* Short problem: Rewrite every line of the entries below as a numbered list, leaving out any blank lines.

-- begin --

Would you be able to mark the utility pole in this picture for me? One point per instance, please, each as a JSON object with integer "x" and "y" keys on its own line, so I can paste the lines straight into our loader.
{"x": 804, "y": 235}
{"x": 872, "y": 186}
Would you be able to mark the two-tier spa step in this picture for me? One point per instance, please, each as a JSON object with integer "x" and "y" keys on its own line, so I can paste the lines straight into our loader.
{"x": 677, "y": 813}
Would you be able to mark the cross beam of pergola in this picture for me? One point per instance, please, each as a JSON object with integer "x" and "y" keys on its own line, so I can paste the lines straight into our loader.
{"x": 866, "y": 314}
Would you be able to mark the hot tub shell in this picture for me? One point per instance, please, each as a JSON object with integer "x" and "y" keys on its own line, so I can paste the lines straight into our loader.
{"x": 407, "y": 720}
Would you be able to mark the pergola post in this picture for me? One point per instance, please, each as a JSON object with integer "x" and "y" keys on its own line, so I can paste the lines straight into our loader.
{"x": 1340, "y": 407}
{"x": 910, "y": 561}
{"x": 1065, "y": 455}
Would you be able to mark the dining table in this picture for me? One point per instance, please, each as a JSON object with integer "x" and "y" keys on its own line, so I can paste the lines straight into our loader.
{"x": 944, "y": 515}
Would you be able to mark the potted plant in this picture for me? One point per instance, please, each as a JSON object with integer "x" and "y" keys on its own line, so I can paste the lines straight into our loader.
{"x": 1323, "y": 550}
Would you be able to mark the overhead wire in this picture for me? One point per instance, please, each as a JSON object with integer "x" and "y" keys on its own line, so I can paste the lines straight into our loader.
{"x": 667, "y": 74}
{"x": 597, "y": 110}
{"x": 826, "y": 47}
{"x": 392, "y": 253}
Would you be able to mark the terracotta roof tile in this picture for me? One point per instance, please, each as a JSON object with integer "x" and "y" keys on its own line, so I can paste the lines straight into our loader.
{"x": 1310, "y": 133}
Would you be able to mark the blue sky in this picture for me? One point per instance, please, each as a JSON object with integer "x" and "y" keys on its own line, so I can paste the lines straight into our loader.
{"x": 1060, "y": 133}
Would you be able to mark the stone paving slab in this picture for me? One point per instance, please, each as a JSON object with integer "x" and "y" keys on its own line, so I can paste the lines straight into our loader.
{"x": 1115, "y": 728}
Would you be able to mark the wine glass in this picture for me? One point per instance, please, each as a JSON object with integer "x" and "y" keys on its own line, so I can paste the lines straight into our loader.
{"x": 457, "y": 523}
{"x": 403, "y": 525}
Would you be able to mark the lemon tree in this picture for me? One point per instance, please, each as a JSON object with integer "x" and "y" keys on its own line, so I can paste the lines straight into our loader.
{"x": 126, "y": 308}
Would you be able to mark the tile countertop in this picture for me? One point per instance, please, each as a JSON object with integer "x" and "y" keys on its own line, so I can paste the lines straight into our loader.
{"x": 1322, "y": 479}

-- end --

* Exercise result:
1. Would you be able to mark the utility pole in this picture for me? One point per instance, please, each as a JSON object with integer "x" and "y" keys on its own line, so I can paste the lines straight into our loader.
2. {"x": 804, "y": 235}
3. {"x": 872, "y": 186}
4. Would you be able to mark the two-tier spa step in this picture for me? One point per instance, please, each as a JSON object with integer "x" and "y" keys on its own line, so I can paste the lines straight into our loader.
5. {"x": 677, "y": 813}
6. Would you be able to mark the cross beam of pergola in this picture for me? One point per instance, please, each as a JSON object with integer "x" and "y" keys on its own line, so I can paste the lines straight into our loader.
7. {"x": 866, "y": 314}
8. Would you be able to mark the hot tub shell in this picture for me? One point per instance, please, each as a JSON object with integer "x" and "y" keys on its own line, so I can paste the lines straight into our loader.
9. {"x": 407, "y": 720}
10. Would you be able to mark the pergola post in this picture for me? One point per instance, please, each as a JSON object with integer "x" and "y" keys on its own line, so I can paste the lines straight into our loader.
11. {"x": 1340, "y": 407}
12. {"x": 910, "y": 561}
13. {"x": 1065, "y": 455}
14. Would you be able to mark the dining table in this picture for me? One point per instance, please, each as a JSON object with integer "x" and "y" keys on its own line, so I can paste the lines straight into our loader.
15. {"x": 944, "y": 515}
16. Would you be able to mark the potted plant in this picture for me? One point per instance, please, each as a JSON object with integer "x" and "y" keys on its own line, so I can paste the lines straight into our loader.
17. {"x": 1323, "y": 550}
18. Would you be able to mark the overhead wire in this picture for me? One point per instance, please, each as a JSON object with integer "x" and "y" keys on its own line, so I can paste the lines straight into our loader.
19. {"x": 667, "y": 74}
20. {"x": 597, "y": 110}
21. {"x": 826, "y": 47}
22. {"x": 392, "y": 253}
23. Would you be able to mark the terracotta roof tile in this picture for me? One point per instance, please, each as a JSON object with integer "x" and "y" keys on its own line, so I can paste the lines straight into our loader.
24. {"x": 1310, "y": 133}
25. Would you be able to mark the blue sky in this picture for me? One point per instance, please, each as a JSON object with integer "x" and "y" keys on its own line, so I can paste the lines straight into our loader.
26. {"x": 1060, "y": 133}
27. Would you be able to mark the stone paving slab in this picture for me? One point per instance, please, each as a JSON object with integer "x" and "y" keys on its own line, so I can paste the lines straight into our loader.
28. {"x": 1115, "y": 728}
29. Would you be able to mark the wine glass in this picture for me? One point per instance, please, each as a JSON object with integer "x" and "y" keys on its own line, so I can paste the lines straight into our loader.
30. {"x": 457, "y": 523}
31. {"x": 403, "y": 525}
32. Would you be able to mark the lemon tree in this picture for me? One point per instance, please, each as a JSON object with integer "x" and "y" keys on its own line, so I can paste the lines straight into our loader.
33. {"x": 126, "y": 308}
34. Would you be able to mark the tile countertop in this picture for me? One point per instance, please, each as a JSON object with integer "x" and "y" keys on its own line, so I can paste the lines straight into our loader.
35. {"x": 1322, "y": 479}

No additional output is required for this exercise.